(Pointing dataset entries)
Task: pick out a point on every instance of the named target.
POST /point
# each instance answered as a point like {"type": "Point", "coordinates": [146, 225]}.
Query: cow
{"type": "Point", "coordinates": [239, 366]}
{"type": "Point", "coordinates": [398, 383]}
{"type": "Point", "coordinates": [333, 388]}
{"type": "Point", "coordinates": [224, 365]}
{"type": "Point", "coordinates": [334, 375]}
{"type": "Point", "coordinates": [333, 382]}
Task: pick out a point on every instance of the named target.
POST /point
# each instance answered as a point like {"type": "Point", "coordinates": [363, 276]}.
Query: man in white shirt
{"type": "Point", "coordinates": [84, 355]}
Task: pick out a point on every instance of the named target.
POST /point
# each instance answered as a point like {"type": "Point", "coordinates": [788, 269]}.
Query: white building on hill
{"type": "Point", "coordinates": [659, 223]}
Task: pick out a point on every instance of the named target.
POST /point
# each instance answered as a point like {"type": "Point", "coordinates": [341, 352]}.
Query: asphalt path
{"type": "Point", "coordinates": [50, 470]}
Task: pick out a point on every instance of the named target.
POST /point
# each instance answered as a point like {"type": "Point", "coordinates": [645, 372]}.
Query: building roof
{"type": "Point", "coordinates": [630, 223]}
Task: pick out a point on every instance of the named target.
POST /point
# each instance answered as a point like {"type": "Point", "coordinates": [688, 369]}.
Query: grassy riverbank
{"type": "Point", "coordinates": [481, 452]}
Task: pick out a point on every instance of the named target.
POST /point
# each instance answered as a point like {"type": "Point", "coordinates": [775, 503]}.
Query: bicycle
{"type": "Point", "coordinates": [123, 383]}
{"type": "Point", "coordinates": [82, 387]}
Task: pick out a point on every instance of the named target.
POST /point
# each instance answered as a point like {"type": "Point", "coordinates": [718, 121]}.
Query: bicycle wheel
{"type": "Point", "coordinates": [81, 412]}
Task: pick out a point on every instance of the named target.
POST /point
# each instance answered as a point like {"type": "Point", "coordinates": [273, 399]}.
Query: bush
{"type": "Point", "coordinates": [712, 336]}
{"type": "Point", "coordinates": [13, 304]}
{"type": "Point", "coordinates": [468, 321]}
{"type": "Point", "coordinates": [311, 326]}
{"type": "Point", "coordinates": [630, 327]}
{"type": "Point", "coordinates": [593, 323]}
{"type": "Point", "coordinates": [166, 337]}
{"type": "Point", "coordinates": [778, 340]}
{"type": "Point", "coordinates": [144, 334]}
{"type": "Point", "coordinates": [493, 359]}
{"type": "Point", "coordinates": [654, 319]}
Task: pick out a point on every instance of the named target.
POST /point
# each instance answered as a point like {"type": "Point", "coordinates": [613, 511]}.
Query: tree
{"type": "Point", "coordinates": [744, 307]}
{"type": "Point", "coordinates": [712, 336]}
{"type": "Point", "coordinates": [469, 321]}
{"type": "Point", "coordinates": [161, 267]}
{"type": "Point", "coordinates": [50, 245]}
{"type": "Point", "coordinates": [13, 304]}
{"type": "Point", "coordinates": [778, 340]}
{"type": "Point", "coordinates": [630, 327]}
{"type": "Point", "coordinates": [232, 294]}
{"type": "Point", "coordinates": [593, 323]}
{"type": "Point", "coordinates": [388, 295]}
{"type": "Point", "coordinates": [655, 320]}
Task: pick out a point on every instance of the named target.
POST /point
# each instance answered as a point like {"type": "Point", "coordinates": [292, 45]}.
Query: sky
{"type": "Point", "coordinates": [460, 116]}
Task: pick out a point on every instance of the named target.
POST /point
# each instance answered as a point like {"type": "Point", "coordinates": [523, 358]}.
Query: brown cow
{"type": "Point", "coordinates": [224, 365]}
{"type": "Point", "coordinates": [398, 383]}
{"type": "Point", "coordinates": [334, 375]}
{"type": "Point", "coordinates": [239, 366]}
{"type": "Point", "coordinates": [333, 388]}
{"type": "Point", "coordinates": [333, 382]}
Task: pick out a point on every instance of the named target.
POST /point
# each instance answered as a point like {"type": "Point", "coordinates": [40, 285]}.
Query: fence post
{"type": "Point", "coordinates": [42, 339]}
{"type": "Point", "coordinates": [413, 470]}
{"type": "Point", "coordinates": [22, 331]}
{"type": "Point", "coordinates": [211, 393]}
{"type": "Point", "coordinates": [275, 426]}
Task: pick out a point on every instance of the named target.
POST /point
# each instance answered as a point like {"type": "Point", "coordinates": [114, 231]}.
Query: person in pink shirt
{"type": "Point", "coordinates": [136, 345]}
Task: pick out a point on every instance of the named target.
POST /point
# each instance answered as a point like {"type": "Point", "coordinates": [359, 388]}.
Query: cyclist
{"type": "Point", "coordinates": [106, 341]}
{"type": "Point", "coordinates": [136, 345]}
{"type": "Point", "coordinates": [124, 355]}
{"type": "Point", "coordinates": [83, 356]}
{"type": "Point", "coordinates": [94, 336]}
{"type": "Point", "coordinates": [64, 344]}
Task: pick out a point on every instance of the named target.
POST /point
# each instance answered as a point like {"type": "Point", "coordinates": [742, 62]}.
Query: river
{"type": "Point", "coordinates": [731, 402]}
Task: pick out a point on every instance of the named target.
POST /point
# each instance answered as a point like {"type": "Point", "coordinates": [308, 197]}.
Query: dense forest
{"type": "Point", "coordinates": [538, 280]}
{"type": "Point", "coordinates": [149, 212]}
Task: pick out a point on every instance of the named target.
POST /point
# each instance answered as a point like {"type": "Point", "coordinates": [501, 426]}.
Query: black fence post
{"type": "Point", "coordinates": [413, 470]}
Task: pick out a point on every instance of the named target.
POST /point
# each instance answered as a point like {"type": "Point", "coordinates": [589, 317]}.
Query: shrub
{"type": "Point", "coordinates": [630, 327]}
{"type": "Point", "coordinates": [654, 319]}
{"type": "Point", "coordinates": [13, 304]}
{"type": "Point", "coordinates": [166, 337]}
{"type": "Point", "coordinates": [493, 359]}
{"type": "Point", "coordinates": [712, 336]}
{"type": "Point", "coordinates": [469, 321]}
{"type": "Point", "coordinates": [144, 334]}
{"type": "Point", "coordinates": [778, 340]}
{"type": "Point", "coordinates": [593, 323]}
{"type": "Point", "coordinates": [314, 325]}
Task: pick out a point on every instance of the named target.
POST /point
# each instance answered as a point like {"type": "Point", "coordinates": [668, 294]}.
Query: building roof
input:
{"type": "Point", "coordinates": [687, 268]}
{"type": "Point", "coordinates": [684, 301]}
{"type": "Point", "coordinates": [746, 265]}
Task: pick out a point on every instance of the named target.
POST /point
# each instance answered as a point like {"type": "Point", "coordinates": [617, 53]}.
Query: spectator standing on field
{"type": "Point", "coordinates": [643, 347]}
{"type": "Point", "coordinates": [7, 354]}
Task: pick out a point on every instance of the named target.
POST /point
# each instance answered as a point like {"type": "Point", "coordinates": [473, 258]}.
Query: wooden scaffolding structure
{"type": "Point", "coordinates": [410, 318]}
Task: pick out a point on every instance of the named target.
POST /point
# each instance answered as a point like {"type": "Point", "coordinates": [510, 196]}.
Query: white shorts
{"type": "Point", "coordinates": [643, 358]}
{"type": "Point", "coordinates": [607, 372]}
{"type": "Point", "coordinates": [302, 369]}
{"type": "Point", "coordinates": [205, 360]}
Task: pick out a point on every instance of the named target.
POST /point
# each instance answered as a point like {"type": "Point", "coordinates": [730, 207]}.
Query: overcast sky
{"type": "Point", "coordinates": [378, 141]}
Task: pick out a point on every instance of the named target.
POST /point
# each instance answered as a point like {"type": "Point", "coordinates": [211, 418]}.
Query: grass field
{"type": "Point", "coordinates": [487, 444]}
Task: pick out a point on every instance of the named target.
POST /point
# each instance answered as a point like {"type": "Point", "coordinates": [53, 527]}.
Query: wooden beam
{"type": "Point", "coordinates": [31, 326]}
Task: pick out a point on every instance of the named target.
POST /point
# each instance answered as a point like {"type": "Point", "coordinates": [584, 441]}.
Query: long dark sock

[Work to complete]: Count the lines in the entries above that contain the word "shirt". Reply with that number alone.

[Correct answer]: 2